= Task to carry out =
Write out the material from the line containing "Task: given the image, detect each balcony" through the line containing "[108,63,259,202]", both lines included, without changing anything.

* BEGIN Data provided *

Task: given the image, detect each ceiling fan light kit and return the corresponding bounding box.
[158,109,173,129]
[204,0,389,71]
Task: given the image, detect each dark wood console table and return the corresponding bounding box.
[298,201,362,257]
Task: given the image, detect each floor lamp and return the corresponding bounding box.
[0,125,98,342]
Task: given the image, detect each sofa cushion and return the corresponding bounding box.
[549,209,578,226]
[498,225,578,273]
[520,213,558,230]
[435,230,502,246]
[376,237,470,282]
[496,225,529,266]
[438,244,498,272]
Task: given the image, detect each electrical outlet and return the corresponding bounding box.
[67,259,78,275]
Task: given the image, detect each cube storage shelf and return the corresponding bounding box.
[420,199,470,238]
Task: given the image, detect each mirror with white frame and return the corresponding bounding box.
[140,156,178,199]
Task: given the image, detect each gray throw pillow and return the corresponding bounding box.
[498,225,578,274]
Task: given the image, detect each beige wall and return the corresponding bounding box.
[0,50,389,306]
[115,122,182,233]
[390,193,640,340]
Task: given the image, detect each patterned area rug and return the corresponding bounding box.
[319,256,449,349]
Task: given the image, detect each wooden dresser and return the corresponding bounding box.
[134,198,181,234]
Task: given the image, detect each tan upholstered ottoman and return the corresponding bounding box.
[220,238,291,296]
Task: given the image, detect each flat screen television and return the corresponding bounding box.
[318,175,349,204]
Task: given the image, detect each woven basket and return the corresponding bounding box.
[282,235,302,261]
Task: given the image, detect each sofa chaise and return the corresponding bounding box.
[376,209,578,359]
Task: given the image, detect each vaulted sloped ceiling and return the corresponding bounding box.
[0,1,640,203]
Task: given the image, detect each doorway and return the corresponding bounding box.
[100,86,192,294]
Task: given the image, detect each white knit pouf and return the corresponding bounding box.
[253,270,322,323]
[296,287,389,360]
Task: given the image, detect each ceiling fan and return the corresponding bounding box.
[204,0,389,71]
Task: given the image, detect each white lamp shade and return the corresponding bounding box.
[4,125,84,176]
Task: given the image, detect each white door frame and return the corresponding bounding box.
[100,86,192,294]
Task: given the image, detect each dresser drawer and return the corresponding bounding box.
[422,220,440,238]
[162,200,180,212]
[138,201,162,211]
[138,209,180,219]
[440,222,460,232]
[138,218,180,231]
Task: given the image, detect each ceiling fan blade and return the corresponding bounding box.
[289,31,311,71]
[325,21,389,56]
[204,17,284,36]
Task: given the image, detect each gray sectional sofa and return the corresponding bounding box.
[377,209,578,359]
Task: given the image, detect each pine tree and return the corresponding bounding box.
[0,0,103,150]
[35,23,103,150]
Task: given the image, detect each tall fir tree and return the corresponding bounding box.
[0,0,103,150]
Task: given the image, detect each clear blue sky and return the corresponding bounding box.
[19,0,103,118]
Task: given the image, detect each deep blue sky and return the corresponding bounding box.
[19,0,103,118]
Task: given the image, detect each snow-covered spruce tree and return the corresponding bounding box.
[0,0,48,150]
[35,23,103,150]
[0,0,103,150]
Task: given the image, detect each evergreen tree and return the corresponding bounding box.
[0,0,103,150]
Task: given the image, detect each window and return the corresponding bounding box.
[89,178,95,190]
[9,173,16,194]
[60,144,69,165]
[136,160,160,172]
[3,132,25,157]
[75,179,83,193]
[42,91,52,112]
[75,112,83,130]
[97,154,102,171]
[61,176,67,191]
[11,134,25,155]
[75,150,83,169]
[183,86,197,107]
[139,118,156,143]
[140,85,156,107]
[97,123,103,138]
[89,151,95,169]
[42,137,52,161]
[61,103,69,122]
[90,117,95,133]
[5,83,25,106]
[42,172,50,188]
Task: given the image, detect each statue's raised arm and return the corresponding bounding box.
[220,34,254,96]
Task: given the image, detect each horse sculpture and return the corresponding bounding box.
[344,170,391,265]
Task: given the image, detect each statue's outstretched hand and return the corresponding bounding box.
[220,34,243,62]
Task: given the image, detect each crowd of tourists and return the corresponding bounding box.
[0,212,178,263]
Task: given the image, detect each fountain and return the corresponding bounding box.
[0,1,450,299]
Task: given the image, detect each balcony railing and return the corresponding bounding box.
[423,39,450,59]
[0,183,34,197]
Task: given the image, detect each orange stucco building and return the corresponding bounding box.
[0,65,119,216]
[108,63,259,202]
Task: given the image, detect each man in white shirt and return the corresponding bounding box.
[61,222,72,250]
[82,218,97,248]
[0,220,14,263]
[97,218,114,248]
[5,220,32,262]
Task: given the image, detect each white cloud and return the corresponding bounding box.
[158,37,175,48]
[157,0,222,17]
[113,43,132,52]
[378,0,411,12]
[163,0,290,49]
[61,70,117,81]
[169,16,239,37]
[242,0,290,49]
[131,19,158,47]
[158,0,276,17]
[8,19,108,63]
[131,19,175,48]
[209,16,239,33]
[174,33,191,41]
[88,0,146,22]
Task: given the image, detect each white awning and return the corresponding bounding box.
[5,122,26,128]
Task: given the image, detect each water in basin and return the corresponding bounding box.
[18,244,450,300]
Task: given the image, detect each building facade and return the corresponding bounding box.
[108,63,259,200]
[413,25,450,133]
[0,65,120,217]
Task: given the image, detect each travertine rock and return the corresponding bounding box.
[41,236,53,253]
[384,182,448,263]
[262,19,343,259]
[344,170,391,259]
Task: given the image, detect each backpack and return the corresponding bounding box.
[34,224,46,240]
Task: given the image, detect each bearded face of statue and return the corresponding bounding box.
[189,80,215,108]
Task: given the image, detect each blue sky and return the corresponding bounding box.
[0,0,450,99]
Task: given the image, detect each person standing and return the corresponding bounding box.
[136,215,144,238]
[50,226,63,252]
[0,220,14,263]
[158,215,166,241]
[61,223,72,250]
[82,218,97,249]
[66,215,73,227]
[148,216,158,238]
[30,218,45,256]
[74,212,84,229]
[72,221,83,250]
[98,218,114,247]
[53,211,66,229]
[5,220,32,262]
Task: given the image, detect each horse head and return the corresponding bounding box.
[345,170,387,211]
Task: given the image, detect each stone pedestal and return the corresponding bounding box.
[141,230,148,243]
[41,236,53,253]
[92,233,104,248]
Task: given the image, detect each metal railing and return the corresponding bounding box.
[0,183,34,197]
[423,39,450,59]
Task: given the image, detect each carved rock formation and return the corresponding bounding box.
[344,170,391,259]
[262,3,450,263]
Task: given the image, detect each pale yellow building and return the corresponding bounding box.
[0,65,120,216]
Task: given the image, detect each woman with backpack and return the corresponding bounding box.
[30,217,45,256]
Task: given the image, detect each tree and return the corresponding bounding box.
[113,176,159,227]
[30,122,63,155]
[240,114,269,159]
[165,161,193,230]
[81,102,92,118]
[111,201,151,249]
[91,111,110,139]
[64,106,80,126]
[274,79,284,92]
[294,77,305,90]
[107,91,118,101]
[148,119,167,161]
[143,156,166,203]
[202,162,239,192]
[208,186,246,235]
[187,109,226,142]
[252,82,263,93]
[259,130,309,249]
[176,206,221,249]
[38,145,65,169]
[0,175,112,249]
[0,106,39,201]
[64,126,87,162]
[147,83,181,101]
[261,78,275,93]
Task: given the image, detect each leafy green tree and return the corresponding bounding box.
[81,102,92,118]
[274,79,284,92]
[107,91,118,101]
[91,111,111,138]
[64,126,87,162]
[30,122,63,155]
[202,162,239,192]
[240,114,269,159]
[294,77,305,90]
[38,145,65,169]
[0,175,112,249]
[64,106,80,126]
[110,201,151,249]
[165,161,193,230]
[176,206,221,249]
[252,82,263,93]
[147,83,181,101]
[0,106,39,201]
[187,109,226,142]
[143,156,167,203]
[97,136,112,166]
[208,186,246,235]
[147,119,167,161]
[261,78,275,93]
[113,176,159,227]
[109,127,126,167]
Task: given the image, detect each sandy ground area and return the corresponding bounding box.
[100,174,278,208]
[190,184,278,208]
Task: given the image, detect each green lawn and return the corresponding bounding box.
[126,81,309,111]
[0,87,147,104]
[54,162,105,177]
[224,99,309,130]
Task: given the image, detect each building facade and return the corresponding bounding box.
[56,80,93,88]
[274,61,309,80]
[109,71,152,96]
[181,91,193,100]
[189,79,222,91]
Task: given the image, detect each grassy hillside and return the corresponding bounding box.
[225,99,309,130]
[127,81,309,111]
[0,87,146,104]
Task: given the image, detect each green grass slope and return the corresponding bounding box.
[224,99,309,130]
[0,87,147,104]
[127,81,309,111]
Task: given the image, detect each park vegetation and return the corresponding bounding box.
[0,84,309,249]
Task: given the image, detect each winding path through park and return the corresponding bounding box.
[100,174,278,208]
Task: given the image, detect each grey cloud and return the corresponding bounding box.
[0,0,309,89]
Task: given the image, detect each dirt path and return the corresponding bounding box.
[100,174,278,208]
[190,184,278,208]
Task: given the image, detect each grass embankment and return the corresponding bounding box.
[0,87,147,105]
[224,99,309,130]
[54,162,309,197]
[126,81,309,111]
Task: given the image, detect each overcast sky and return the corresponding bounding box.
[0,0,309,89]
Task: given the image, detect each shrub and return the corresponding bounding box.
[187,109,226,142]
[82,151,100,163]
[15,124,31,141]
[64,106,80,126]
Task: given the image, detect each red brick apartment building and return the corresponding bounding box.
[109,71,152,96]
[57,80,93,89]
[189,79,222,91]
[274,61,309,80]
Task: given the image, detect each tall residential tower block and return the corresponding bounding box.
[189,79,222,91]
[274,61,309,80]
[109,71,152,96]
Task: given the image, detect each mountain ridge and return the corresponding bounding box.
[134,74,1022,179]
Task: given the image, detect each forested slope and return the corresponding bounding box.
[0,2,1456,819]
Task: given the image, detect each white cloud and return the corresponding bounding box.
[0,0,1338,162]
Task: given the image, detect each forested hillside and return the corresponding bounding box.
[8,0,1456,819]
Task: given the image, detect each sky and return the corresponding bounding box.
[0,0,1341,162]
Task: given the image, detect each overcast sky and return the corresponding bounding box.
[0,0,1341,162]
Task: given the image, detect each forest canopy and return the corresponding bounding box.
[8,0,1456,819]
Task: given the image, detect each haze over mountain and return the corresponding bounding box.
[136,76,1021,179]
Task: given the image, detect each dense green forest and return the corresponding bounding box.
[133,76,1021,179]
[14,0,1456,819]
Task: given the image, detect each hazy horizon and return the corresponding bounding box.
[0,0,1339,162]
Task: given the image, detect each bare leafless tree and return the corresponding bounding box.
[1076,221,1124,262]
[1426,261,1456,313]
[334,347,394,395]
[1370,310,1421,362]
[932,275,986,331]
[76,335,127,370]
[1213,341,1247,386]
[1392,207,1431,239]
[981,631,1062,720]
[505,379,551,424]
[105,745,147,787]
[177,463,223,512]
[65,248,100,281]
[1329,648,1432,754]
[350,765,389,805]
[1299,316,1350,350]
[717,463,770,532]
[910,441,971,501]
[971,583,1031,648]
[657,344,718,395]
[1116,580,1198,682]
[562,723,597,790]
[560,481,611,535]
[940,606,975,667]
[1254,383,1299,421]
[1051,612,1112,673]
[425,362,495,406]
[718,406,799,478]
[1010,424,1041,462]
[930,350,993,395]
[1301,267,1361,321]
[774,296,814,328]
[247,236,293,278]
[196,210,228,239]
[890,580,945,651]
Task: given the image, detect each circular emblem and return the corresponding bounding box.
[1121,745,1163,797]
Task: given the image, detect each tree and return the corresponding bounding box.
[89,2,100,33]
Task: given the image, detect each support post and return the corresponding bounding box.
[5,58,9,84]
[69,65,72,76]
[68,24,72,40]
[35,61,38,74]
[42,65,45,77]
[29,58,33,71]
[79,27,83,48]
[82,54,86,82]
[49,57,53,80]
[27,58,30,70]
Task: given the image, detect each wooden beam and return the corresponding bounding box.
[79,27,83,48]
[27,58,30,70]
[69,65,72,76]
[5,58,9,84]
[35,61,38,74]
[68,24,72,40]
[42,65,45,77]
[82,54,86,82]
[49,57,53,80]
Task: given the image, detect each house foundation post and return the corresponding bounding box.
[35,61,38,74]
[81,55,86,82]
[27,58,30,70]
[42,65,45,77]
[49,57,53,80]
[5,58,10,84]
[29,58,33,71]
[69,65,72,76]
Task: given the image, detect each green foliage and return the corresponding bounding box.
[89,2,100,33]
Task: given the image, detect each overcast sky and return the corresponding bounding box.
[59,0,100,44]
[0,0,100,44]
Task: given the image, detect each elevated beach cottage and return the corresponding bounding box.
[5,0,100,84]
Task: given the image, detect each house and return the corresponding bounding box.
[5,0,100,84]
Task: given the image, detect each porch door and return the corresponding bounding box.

* END Data provided *

= Task response =
Task: given the image, detect each balcony railing and return the corresponding bounding box.
[423,39,450,59]
[0,183,34,197]
Task: given the image, detect each orange stucco building and return the corresponding bounding box.
[0,65,119,216]
[108,63,259,202]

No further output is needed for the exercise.